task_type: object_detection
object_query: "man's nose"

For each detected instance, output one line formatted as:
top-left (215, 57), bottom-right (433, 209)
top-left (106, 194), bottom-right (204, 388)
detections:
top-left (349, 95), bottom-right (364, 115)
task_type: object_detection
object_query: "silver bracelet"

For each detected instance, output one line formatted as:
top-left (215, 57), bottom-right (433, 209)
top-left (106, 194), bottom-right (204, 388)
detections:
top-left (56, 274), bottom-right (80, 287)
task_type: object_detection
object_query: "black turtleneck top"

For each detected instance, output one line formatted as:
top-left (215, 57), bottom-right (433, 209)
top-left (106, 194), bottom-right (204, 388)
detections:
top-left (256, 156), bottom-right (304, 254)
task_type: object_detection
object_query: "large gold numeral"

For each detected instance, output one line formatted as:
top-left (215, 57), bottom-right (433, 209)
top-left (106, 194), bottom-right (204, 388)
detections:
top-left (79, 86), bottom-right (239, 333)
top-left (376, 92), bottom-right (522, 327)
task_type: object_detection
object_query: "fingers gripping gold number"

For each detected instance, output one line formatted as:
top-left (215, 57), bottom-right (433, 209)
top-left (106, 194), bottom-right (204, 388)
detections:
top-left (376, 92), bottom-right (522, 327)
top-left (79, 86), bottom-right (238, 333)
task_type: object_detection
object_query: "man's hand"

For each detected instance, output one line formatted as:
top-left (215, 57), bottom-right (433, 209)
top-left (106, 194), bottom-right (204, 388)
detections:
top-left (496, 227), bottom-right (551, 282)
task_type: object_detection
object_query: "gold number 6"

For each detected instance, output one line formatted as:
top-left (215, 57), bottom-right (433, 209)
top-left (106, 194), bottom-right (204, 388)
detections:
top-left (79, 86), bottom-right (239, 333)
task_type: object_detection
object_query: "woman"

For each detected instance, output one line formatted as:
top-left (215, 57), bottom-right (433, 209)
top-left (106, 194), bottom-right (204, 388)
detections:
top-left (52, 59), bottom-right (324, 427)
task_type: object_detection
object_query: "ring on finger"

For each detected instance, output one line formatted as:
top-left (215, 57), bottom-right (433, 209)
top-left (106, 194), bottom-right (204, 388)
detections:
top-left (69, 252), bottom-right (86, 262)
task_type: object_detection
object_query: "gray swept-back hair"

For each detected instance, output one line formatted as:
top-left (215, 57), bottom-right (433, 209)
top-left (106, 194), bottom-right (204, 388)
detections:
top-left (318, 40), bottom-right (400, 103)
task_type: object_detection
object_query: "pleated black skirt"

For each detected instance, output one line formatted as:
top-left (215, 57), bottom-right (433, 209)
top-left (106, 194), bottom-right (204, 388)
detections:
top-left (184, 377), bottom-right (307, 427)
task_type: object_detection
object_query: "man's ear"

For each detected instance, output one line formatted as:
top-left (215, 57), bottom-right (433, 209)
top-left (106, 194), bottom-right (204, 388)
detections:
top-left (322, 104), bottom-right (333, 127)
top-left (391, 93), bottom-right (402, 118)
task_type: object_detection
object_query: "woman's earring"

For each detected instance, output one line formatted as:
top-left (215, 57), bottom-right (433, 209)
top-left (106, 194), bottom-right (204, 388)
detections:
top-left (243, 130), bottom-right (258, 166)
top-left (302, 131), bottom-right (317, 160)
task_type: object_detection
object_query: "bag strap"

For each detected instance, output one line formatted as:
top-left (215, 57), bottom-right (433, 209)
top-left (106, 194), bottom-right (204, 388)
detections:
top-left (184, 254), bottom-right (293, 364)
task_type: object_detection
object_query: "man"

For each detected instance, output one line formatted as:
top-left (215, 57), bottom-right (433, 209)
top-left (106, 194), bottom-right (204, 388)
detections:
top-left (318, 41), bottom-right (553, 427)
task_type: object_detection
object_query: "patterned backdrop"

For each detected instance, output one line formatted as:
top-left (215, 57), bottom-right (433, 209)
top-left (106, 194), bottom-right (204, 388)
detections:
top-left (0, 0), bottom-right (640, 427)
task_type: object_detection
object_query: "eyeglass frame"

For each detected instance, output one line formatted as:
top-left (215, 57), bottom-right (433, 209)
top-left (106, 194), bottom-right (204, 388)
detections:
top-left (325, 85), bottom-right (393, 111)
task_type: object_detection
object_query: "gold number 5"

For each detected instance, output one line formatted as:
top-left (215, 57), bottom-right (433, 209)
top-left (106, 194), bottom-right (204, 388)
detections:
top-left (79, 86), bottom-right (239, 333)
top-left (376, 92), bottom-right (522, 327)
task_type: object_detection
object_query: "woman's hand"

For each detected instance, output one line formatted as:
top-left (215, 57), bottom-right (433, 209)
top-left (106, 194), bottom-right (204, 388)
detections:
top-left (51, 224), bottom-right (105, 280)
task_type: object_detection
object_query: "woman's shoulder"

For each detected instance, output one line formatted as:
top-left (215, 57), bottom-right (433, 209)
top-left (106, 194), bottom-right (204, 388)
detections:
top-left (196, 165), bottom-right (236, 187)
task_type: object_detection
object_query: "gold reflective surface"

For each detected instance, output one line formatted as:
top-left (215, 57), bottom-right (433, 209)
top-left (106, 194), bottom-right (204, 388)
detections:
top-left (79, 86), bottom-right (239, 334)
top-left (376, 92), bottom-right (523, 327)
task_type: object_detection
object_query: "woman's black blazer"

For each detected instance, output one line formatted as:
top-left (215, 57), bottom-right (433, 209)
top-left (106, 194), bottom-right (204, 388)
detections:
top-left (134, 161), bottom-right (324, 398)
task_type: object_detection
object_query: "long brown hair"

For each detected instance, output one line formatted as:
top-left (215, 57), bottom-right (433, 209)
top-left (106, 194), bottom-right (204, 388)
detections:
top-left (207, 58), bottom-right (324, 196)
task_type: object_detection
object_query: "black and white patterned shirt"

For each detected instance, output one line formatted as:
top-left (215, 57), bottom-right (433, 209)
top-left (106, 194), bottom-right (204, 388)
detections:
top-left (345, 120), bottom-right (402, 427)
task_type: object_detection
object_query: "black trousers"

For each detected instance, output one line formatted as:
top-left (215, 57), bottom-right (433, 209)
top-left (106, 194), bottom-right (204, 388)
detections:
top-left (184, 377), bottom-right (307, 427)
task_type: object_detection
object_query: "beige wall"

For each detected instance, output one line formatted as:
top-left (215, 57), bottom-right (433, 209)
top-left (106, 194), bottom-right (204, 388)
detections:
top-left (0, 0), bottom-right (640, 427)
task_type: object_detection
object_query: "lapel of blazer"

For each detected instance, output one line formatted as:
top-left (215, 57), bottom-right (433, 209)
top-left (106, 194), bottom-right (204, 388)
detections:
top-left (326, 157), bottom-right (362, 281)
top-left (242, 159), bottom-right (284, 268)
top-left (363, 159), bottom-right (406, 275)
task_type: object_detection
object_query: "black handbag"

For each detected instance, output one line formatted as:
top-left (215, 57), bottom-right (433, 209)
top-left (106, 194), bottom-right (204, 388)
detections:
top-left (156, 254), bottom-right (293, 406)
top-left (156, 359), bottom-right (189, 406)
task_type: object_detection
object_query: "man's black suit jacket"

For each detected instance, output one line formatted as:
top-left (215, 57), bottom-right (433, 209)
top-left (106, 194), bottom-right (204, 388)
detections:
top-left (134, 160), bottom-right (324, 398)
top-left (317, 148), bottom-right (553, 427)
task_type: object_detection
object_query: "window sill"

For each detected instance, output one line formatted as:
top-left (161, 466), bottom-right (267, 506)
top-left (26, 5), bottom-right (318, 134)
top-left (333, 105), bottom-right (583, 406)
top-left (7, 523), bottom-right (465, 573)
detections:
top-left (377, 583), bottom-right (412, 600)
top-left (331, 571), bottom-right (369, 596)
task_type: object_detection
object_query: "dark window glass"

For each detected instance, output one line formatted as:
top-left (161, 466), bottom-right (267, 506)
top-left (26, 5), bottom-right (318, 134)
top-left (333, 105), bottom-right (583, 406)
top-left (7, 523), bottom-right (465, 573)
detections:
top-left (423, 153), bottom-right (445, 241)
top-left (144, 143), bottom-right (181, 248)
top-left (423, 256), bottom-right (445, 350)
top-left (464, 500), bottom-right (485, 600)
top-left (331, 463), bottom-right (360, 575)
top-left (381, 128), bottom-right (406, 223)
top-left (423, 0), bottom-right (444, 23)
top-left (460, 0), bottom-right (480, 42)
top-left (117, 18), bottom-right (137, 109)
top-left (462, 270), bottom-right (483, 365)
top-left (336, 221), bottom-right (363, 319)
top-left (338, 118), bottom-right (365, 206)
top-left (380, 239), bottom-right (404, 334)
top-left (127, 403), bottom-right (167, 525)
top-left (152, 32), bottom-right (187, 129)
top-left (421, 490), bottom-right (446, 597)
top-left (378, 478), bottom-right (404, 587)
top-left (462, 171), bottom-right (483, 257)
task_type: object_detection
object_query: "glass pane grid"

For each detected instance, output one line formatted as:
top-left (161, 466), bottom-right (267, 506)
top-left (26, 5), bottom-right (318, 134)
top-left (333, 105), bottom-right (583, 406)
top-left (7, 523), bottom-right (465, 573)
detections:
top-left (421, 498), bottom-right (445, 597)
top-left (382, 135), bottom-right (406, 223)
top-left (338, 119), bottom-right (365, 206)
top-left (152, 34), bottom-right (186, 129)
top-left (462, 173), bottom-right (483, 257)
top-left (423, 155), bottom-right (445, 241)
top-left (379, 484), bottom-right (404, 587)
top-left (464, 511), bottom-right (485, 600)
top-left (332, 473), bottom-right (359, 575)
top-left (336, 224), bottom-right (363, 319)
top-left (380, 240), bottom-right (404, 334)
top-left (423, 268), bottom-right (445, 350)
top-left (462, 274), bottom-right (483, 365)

------------------------------------------------

=== Your instructions ===
Retype the records word for word, from their first line through the line containing "top-left (79, 86), bottom-right (238, 333)".

=== Task solution ===
task_type: object_detection
object_query: "man's nose"

For each detected instance, output one line formatted as:
top-left (215, 57), bottom-right (433, 209)
top-left (106, 194), bottom-right (204, 388)
detections:
top-left (349, 95), bottom-right (364, 115)
task_type: object_detection
object_query: "silver bracelet"

For each detected instance, output one line formatted as:
top-left (215, 57), bottom-right (433, 209)
top-left (106, 194), bottom-right (204, 388)
detections:
top-left (56, 274), bottom-right (80, 287)
task_type: object_detection
object_query: "black turtleneck top"

For each detected instance, output one line formatted as:
top-left (215, 57), bottom-right (433, 209)
top-left (106, 194), bottom-right (204, 388)
detections:
top-left (256, 156), bottom-right (304, 254)
task_type: object_detection
object_query: "large gold numeral"

For each detected instance, output one line formatted as:
top-left (215, 57), bottom-right (433, 209)
top-left (106, 194), bottom-right (204, 388)
detections:
top-left (79, 86), bottom-right (239, 333)
top-left (376, 92), bottom-right (522, 327)
task_type: object_detection
object_query: "fingers gripping gold number"

For each detected instance, output one line formatted as:
top-left (215, 57), bottom-right (433, 209)
top-left (106, 194), bottom-right (204, 388)
detections:
top-left (376, 92), bottom-right (522, 327)
top-left (79, 86), bottom-right (238, 333)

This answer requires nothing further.